Each line in the entries that has the word "fence" has to be copied.

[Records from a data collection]
# # #

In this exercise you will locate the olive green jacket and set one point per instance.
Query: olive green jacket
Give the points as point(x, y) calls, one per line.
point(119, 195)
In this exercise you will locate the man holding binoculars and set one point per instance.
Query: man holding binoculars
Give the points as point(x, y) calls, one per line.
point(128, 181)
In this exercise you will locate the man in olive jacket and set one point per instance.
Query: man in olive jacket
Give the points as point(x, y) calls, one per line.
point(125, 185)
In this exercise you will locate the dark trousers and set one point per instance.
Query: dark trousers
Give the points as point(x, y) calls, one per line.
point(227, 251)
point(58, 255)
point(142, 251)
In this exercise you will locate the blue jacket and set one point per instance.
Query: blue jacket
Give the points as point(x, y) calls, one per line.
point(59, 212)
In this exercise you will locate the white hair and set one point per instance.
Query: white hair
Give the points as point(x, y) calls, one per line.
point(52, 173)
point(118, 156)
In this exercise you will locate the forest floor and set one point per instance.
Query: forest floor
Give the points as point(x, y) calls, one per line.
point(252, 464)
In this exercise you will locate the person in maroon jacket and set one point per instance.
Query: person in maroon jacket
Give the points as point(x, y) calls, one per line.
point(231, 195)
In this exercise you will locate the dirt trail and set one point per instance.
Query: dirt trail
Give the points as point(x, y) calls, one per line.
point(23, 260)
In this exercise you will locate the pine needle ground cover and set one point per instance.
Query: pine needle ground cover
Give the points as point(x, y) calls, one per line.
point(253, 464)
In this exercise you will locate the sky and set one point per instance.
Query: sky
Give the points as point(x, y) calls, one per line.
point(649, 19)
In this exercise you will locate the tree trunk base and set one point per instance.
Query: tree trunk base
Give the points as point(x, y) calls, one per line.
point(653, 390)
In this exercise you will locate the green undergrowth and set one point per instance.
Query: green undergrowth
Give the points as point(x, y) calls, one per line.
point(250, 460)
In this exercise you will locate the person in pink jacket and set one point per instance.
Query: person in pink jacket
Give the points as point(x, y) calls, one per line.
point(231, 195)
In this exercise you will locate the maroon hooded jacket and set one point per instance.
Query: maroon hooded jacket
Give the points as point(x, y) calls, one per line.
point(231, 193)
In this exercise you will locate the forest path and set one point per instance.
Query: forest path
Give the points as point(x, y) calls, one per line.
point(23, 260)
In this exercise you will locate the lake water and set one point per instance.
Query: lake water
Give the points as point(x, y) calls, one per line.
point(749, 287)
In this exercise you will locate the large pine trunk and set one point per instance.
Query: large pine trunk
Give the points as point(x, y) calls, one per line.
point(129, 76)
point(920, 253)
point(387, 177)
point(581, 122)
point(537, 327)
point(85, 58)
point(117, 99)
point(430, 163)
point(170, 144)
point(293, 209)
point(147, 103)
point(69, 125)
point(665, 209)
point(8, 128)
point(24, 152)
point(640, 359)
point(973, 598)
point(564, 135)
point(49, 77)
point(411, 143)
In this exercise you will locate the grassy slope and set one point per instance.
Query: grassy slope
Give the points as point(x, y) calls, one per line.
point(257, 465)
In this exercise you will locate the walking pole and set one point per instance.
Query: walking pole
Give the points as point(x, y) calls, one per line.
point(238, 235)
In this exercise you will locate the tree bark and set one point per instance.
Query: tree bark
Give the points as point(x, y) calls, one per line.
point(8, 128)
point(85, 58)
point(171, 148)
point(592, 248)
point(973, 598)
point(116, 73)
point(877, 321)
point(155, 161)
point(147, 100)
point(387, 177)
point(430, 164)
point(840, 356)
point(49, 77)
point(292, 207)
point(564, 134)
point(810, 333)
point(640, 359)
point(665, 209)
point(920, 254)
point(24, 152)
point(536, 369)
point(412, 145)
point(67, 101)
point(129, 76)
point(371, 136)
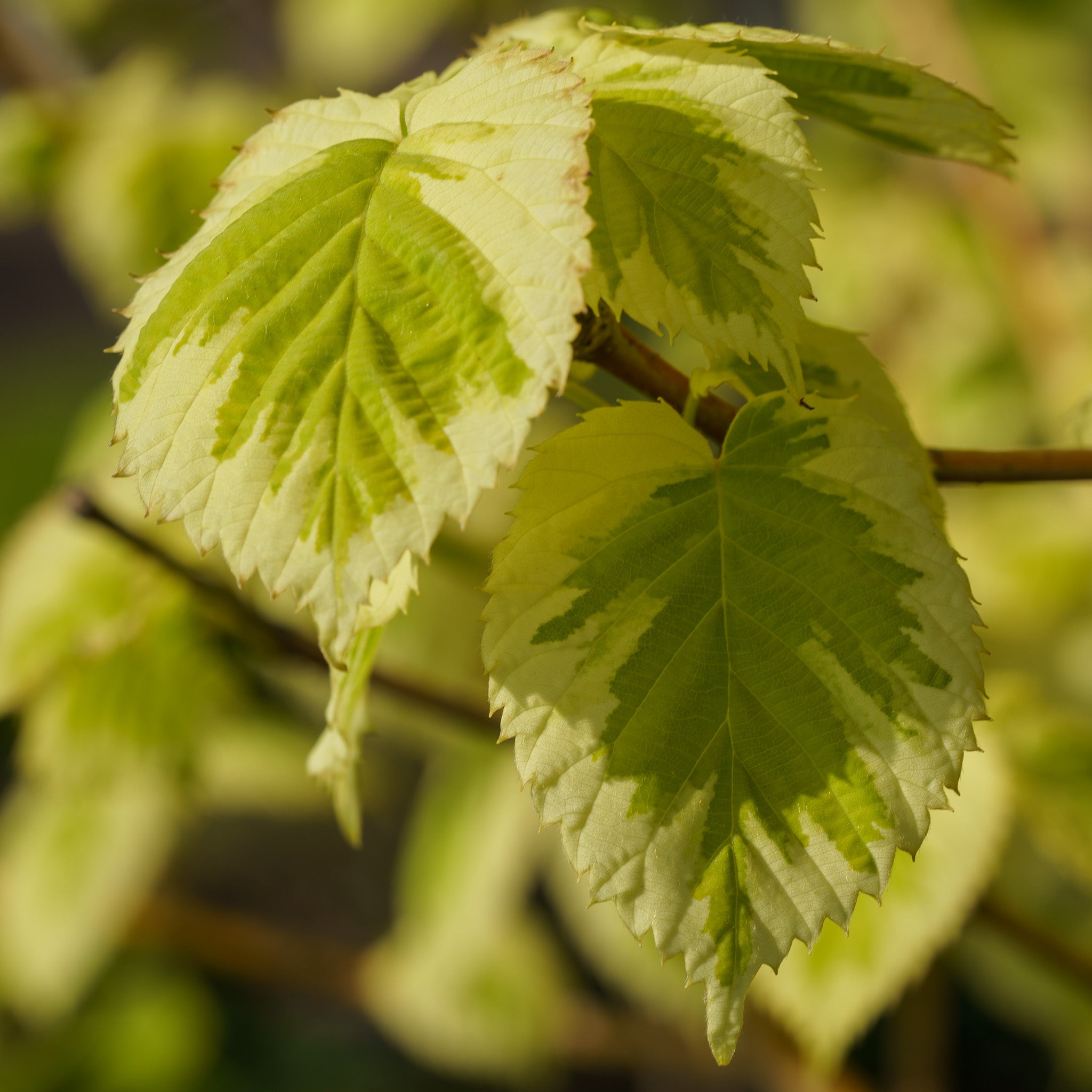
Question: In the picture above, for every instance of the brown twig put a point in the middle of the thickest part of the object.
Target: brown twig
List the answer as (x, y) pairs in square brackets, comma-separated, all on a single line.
[(607, 344), (239, 616), (1070, 961), (1033, 464), (611, 347)]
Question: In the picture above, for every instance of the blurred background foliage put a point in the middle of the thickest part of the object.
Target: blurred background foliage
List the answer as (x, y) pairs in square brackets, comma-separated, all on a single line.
[(177, 909)]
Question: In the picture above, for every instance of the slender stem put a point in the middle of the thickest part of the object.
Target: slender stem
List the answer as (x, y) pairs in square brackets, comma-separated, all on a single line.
[(1033, 464), (609, 346), (238, 616), (1070, 961)]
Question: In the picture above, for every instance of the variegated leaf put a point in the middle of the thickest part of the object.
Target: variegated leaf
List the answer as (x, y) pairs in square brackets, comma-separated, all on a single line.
[(738, 683), (381, 294), (884, 99), (700, 192)]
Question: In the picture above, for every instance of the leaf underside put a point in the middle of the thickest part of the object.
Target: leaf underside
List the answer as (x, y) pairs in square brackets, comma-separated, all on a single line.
[(738, 684)]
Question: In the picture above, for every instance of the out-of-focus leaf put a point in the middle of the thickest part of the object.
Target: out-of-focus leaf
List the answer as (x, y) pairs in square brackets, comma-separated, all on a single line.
[(71, 590), (27, 157), (469, 981), (147, 150), (362, 44), (150, 1026), (1010, 976), (75, 863), (256, 765), (1052, 760), (828, 997)]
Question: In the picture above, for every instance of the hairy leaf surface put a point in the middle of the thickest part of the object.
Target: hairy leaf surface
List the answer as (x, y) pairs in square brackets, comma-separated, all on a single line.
[(700, 194), (738, 684), (381, 294)]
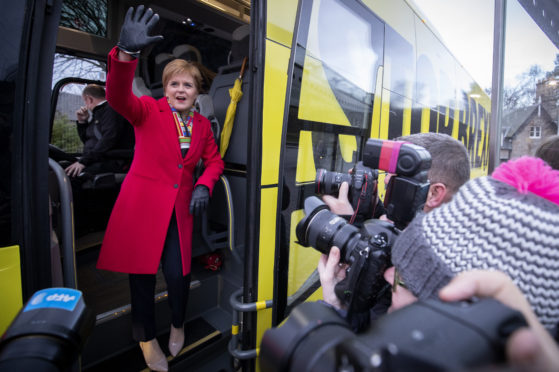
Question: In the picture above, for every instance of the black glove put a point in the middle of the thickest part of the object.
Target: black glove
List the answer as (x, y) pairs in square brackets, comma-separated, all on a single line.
[(134, 33), (200, 200)]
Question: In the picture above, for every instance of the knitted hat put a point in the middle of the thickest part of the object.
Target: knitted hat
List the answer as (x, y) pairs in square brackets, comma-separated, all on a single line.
[(507, 222)]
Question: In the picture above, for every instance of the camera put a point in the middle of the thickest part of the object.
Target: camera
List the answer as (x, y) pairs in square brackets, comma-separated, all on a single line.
[(419, 337), (367, 250), (362, 183)]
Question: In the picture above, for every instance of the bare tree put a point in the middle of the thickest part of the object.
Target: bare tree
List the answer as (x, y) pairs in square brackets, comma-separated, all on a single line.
[(524, 93), (89, 16)]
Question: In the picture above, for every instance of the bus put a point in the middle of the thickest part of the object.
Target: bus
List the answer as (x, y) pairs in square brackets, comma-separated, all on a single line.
[(320, 78)]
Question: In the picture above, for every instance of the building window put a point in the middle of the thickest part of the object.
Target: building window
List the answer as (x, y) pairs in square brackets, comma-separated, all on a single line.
[(535, 131)]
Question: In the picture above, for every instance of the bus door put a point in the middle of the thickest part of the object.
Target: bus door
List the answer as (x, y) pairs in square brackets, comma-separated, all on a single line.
[(191, 31), (27, 48)]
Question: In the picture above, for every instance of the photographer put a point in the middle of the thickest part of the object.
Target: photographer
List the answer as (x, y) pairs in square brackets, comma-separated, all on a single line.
[(529, 348), (507, 221), (449, 170)]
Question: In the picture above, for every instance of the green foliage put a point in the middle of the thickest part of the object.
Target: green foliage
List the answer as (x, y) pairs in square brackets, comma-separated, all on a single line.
[(65, 134)]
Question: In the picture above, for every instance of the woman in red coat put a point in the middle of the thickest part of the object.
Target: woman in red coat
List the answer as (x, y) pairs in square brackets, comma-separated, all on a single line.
[(151, 221)]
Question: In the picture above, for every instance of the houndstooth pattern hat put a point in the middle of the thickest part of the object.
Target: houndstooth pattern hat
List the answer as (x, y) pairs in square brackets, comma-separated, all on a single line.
[(489, 224)]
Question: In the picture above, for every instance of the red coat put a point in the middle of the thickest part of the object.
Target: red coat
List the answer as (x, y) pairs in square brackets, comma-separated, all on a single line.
[(159, 178)]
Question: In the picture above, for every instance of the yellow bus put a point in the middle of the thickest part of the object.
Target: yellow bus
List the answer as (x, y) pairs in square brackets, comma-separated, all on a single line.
[(321, 77)]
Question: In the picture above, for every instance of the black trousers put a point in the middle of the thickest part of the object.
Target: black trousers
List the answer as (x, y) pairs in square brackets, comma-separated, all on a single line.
[(142, 289)]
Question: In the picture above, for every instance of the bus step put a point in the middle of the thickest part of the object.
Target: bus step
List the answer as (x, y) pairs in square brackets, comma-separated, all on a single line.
[(199, 334)]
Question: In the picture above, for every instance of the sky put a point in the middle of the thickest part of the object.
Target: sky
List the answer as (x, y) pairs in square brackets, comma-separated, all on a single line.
[(466, 27)]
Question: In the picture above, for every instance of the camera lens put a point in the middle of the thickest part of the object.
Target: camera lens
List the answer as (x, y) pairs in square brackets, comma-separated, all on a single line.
[(323, 229), (329, 182)]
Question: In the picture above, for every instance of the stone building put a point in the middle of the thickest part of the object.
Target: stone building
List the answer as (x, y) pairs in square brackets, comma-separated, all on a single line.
[(525, 128)]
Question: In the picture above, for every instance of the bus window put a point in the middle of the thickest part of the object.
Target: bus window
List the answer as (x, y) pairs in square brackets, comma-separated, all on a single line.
[(87, 16), (64, 134), (66, 66), (334, 90)]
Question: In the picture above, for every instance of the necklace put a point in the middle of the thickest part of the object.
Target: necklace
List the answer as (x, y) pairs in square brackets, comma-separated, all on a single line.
[(184, 127)]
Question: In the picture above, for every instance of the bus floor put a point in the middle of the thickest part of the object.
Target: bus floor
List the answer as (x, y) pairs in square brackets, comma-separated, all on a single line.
[(110, 346)]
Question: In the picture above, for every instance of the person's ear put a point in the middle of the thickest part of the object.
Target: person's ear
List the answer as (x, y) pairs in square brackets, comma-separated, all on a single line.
[(436, 196)]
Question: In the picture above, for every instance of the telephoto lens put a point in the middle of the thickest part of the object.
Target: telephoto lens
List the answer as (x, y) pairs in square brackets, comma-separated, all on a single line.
[(329, 182), (322, 229)]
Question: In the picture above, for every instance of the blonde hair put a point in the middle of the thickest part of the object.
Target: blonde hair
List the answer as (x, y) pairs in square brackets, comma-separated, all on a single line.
[(181, 66)]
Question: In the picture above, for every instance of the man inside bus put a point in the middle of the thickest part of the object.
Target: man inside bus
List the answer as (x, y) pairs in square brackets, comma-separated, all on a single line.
[(506, 221), (104, 131)]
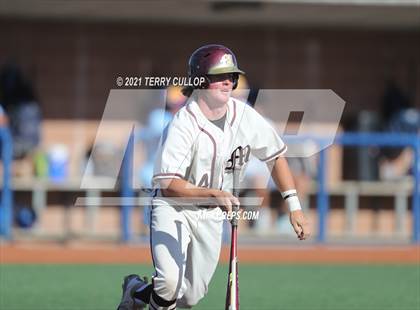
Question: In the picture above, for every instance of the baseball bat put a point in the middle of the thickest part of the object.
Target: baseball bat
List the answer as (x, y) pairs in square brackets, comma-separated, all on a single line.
[(232, 294)]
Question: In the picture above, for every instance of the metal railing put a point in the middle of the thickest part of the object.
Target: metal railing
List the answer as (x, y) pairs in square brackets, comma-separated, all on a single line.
[(6, 209)]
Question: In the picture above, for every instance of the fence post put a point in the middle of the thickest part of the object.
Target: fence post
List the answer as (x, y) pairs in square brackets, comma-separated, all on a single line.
[(127, 189), (322, 196), (6, 195), (416, 191)]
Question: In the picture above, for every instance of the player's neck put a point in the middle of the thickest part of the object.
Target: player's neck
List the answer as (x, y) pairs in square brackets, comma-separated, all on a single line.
[(212, 111)]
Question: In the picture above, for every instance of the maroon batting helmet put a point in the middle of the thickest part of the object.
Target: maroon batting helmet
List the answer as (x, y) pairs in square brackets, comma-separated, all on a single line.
[(212, 59)]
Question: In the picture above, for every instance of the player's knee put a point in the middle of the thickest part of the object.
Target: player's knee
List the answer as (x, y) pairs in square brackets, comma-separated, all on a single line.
[(190, 300), (168, 287)]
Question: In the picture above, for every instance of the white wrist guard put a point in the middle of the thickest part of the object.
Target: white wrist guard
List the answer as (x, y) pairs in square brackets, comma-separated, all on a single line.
[(292, 200)]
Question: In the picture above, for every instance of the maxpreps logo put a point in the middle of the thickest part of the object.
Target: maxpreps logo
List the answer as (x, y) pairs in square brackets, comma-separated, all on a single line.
[(238, 158)]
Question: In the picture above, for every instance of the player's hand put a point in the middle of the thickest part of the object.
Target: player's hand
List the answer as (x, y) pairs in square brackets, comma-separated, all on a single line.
[(225, 200), (300, 224)]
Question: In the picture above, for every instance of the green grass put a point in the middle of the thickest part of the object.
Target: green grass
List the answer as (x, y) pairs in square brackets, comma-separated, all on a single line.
[(297, 287)]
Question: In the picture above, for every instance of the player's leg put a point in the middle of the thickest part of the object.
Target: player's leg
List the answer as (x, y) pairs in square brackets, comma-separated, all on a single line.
[(203, 256), (170, 237)]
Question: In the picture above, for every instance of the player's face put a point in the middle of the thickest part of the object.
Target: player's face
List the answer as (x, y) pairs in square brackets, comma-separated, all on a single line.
[(220, 87)]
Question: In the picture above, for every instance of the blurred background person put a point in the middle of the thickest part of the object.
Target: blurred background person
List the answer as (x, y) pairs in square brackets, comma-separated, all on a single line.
[(19, 101), (398, 116)]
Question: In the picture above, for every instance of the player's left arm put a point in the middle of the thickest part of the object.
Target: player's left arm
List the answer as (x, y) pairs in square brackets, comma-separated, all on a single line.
[(284, 180)]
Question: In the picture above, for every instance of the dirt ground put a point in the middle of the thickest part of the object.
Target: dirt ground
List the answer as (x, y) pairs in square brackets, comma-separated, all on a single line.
[(28, 253)]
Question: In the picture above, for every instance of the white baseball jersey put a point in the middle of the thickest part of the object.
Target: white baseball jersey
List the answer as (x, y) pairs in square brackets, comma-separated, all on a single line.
[(195, 149), (186, 247)]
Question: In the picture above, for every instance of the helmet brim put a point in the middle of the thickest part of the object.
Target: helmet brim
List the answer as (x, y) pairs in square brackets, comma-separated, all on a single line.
[(223, 70)]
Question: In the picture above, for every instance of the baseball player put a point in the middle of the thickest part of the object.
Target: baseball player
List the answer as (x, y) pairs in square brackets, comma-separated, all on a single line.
[(209, 138)]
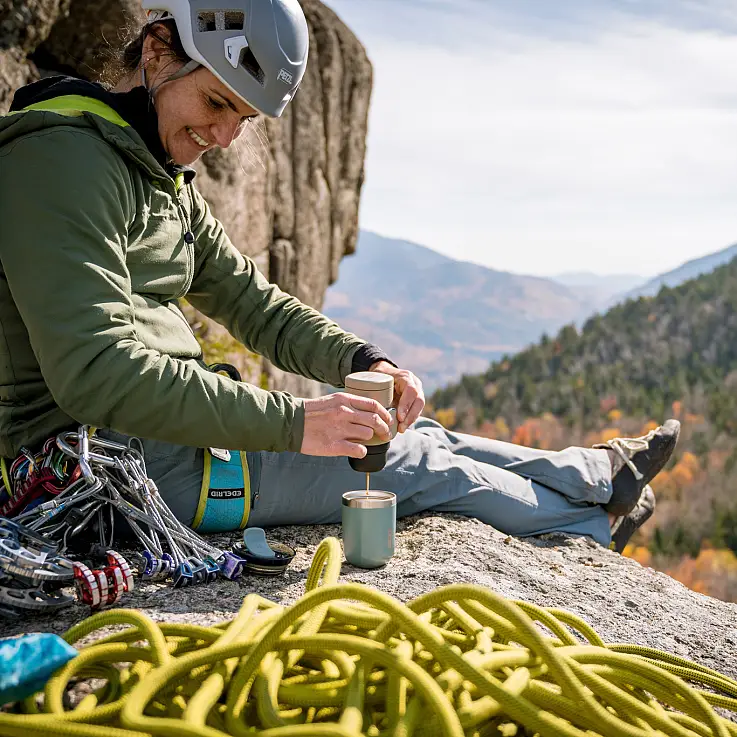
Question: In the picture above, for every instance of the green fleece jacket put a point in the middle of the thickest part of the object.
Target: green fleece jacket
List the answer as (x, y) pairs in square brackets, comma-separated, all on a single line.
[(97, 245)]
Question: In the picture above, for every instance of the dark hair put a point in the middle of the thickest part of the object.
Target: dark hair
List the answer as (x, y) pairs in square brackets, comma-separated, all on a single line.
[(128, 59)]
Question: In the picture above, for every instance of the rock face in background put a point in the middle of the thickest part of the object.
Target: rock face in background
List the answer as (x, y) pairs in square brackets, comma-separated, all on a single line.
[(288, 193)]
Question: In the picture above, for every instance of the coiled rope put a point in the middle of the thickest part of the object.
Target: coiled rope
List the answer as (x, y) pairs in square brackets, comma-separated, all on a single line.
[(346, 660)]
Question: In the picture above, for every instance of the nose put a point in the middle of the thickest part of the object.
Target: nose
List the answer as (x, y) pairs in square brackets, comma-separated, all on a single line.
[(226, 131)]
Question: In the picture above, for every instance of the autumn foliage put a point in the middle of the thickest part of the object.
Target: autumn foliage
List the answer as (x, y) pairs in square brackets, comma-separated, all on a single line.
[(690, 535)]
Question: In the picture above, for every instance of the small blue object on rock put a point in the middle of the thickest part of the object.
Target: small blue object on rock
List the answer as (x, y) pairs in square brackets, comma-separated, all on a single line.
[(27, 662), (254, 538)]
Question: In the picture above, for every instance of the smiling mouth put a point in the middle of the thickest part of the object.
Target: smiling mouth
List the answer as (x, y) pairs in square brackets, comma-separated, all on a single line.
[(201, 142)]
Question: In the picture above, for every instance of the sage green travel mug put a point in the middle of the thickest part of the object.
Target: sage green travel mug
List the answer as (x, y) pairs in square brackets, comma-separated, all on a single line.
[(369, 527)]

# # #

# WRITTEN ANSWER:
Question: In the picture above, for every instance of the fence post put a point in the middle of the thickest part of the object.
Target: fence post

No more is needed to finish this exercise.